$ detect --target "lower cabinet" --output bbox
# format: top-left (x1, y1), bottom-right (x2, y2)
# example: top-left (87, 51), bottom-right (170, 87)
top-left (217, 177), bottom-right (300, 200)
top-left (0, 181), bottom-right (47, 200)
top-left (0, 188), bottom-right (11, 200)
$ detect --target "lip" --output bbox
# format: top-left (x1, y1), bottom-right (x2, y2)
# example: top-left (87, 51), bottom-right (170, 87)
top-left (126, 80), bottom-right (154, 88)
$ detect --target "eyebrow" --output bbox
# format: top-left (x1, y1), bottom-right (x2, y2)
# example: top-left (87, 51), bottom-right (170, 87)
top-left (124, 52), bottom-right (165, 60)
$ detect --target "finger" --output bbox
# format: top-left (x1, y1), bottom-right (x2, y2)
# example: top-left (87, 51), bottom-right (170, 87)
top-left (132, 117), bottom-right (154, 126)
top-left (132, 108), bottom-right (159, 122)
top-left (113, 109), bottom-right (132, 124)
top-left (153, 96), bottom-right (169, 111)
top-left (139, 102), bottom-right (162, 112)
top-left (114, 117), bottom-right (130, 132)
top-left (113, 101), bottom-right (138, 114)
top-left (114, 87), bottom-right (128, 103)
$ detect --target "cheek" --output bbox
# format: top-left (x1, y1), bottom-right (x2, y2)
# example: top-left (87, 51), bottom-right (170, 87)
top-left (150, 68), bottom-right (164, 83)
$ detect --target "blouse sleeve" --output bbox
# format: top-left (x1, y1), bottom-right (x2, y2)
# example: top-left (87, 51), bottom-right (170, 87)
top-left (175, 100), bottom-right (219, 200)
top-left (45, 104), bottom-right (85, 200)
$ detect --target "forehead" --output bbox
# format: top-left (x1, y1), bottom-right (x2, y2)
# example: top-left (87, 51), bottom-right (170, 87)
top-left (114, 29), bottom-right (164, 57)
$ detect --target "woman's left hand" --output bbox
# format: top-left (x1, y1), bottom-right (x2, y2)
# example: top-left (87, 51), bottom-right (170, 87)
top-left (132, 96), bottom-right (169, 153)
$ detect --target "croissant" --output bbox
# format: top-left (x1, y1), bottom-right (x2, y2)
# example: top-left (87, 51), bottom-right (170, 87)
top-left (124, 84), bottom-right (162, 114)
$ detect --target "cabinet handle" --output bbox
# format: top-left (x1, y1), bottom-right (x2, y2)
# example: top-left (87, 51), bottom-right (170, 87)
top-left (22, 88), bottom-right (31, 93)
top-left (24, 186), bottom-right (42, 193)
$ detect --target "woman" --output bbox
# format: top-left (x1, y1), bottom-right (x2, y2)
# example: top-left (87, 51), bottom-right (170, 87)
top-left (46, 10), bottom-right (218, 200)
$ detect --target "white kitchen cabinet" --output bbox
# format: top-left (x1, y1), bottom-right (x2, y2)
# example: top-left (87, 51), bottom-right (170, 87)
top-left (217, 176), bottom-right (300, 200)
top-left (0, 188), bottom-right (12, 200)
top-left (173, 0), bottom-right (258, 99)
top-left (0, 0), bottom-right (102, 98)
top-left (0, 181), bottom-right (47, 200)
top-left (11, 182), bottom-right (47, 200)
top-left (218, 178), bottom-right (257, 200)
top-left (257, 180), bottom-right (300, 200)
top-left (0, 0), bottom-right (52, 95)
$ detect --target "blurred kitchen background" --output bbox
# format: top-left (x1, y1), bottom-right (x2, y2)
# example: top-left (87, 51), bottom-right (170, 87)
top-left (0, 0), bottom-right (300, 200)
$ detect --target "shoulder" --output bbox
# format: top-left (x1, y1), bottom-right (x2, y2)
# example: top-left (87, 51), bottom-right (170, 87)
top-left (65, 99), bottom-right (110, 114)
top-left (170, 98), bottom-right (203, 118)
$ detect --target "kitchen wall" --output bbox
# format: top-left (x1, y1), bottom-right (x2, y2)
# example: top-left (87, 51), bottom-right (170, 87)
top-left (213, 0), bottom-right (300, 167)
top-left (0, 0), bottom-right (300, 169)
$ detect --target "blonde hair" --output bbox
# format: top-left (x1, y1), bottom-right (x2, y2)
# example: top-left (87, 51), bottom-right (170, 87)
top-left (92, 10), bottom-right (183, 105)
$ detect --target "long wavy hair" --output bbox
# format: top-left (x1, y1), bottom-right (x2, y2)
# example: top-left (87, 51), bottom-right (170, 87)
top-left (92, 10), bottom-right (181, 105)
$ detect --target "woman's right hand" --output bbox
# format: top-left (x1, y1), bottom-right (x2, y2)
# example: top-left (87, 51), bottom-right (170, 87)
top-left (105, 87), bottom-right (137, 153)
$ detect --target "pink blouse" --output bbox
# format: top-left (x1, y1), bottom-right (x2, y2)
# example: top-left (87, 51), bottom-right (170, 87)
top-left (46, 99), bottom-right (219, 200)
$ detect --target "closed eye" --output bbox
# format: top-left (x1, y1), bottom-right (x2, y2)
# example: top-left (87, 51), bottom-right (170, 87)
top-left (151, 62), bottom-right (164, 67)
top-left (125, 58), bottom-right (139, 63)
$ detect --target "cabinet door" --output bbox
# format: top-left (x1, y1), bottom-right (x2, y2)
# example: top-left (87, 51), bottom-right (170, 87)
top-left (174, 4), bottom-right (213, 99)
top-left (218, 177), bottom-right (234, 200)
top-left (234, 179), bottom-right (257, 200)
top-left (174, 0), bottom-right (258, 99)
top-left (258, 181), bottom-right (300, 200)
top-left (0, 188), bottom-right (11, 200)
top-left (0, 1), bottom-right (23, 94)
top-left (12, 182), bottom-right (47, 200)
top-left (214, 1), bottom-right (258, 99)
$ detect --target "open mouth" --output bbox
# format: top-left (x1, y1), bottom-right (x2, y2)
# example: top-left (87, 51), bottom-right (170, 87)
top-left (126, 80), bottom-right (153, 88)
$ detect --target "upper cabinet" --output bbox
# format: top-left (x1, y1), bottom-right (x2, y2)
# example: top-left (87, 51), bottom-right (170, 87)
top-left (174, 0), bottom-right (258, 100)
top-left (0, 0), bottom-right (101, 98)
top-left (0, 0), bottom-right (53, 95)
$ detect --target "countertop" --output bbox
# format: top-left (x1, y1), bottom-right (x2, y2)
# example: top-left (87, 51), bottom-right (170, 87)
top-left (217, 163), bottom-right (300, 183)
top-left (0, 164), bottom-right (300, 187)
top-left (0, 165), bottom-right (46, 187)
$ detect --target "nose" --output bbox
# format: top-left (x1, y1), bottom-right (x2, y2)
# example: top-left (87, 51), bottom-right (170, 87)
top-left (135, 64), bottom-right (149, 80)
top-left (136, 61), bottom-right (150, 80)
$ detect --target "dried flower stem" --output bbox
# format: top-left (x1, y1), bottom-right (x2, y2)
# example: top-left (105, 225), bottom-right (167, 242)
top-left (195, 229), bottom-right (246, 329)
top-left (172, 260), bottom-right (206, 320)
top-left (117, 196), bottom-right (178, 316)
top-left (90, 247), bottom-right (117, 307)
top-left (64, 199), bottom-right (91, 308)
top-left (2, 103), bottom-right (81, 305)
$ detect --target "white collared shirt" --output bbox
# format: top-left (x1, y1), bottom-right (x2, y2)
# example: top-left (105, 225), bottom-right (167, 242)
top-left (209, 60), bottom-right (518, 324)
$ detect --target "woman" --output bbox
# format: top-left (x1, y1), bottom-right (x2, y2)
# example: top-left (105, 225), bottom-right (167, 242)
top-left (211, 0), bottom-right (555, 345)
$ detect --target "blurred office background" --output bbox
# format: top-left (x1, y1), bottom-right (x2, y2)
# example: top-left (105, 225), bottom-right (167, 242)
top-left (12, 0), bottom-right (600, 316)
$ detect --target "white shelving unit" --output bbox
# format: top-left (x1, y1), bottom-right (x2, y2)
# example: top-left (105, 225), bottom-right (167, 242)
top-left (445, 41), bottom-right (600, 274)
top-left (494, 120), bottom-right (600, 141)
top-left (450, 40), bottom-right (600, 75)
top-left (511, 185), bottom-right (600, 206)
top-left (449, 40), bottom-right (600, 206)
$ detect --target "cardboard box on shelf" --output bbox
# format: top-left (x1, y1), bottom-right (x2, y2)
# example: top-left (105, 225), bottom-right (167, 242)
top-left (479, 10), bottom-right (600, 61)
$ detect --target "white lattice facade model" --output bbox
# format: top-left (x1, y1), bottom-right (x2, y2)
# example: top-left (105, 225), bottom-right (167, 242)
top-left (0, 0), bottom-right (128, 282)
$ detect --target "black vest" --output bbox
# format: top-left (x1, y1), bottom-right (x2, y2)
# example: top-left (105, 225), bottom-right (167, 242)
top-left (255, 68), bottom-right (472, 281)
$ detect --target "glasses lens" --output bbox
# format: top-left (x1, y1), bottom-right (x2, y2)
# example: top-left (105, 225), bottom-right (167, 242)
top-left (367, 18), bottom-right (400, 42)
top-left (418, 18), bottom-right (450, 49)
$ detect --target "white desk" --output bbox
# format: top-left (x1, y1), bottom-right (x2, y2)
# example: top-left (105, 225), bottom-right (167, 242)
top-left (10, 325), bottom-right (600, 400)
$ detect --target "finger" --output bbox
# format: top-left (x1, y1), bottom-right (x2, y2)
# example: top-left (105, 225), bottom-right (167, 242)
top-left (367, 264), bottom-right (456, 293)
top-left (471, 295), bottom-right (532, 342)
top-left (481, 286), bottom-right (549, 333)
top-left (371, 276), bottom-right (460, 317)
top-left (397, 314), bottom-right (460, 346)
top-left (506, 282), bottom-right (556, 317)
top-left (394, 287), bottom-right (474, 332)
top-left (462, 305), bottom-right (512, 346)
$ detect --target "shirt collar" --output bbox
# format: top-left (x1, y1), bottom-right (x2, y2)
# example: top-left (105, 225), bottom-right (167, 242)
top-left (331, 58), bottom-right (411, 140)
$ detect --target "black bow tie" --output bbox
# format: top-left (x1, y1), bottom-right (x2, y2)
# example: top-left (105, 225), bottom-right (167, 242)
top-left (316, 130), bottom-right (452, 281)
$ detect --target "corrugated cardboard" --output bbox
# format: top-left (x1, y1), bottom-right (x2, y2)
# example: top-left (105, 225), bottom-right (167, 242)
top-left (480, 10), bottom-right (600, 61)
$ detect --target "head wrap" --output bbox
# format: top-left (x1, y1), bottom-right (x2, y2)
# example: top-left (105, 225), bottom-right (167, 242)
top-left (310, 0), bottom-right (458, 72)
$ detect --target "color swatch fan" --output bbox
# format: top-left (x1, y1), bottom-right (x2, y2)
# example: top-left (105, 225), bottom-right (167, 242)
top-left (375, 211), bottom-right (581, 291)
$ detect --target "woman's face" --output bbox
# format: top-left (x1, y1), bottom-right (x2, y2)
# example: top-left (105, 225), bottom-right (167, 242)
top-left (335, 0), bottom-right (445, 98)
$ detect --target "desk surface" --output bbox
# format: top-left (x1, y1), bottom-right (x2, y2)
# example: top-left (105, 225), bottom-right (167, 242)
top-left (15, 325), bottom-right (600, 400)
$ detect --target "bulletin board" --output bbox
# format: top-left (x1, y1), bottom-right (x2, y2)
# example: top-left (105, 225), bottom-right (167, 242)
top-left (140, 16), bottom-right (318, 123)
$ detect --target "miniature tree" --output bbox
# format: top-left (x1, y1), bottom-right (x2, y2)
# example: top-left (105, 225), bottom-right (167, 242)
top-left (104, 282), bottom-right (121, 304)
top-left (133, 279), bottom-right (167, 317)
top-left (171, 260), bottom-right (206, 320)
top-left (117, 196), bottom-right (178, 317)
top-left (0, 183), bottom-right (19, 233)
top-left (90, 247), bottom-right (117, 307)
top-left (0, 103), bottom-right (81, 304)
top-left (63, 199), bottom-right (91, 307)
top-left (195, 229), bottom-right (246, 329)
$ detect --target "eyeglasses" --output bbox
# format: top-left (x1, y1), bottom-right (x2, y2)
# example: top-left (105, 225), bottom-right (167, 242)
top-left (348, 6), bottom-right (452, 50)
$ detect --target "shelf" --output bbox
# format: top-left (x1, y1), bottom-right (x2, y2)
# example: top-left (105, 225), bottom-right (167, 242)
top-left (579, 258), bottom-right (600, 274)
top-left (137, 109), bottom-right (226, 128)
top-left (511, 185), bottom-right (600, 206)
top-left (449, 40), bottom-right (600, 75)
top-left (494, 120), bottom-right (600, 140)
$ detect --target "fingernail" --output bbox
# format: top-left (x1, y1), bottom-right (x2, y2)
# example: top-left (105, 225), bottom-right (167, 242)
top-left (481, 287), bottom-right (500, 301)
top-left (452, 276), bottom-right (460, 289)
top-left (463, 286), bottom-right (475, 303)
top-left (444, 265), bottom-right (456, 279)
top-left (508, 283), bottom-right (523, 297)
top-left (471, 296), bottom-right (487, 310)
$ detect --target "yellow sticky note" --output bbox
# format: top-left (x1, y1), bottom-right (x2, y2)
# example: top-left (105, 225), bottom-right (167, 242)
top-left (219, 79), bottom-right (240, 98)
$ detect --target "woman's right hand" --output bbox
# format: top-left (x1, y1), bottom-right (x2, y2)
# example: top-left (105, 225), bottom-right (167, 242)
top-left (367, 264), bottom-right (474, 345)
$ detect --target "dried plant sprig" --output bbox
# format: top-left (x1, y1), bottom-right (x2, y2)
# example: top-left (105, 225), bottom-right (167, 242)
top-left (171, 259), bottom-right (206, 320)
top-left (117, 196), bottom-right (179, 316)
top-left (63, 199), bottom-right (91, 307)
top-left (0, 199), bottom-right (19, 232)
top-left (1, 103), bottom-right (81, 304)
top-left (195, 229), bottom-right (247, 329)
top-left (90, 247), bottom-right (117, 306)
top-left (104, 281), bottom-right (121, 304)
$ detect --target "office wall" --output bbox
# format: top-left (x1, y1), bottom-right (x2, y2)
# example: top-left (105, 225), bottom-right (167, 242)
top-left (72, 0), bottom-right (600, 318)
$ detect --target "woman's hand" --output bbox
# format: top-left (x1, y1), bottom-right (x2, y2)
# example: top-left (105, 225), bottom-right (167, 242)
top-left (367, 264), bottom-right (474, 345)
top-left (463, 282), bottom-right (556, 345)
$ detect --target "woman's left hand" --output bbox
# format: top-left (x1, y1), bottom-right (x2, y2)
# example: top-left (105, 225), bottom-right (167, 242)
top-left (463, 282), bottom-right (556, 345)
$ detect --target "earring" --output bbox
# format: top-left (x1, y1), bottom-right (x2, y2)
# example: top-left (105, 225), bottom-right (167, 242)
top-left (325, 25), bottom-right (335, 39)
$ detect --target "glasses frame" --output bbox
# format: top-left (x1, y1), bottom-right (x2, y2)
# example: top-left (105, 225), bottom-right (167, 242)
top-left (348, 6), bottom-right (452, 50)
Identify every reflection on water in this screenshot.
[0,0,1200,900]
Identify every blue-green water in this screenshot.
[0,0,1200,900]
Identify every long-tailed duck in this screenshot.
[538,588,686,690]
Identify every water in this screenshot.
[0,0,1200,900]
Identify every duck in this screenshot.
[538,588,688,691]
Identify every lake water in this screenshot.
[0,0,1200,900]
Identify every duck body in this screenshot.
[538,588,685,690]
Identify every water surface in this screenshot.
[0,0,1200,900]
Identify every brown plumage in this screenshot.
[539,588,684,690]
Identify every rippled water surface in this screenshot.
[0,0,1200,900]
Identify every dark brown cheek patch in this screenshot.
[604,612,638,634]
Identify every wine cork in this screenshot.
================================
Rewrite the records from the line with "Identify every long-tailed" up to and including the line with "[539,588,684,690]", requests included. Scale every bounding box coordinate in the answers by 1.65 and round each to a whole number, with halves rounded up.

_Exercise solution_:
Identify every long-tailed duck in this screenshot.
[888,970,1132,1139]
Identify every water in this screenshot.
[0,0,1980,1485]
Identify every duck in this screenshot.
[888,970,1135,1140]
Identify every lake water in this screenshot.
[0,0,1980,1485]
Identify every duck body in this screenshot.
[888,970,1130,1139]
Identify every water surface in this screenshot.
[0,0,1980,1485]
Identify every brown plumage in this screenshot.
[889,970,1129,1139]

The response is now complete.